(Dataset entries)
* * * * * * * * *
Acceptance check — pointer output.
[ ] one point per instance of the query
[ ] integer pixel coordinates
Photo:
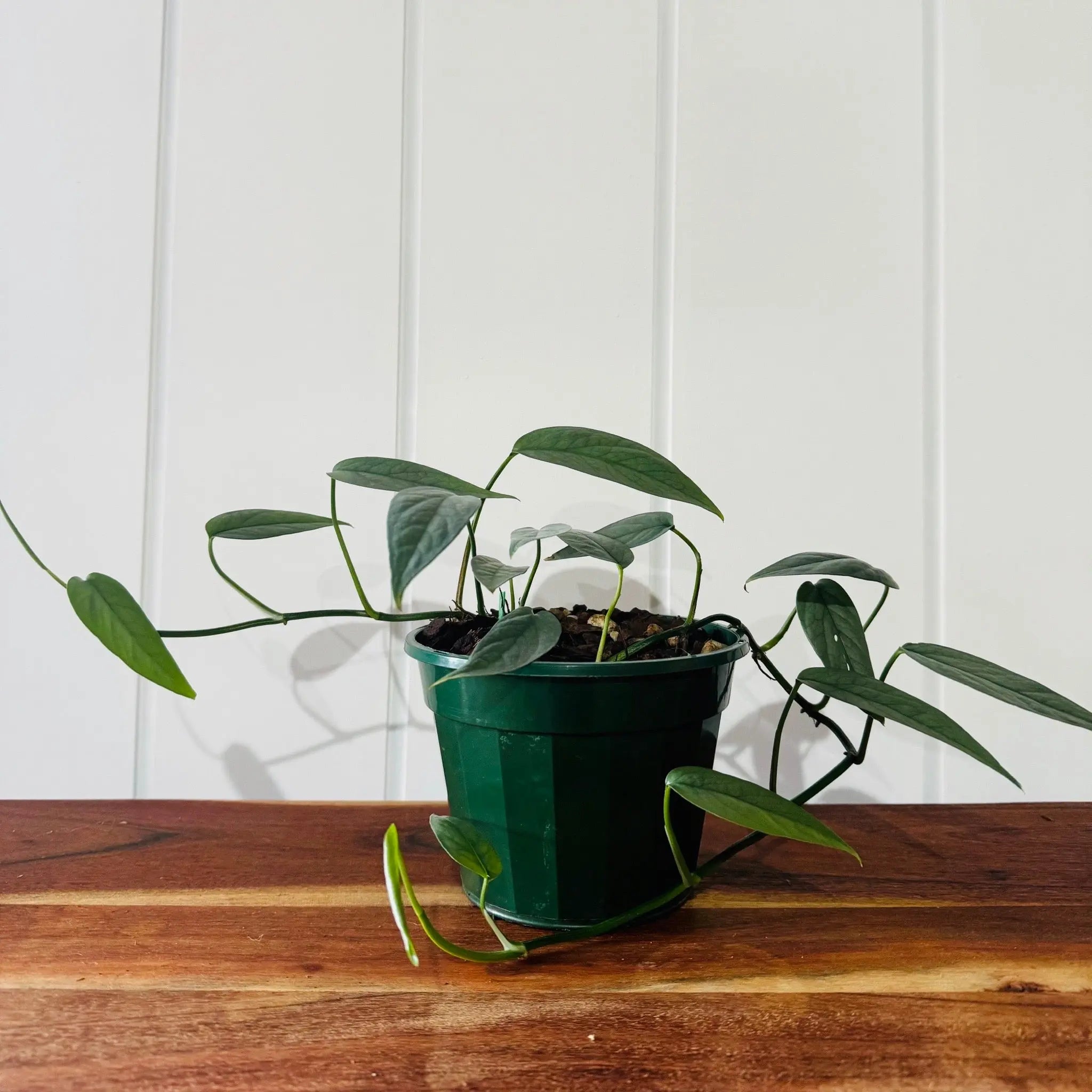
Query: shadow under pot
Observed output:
* * * * * * * * *
Your instructions: Exact reproduction of the entries above is required, with pictures excluded.

Task output:
Acceptance check — pointer output.
[ ] one point per instance of the query
[ ] integer pixel coordinates
Photo:
Query: shadow under pot
Observed output:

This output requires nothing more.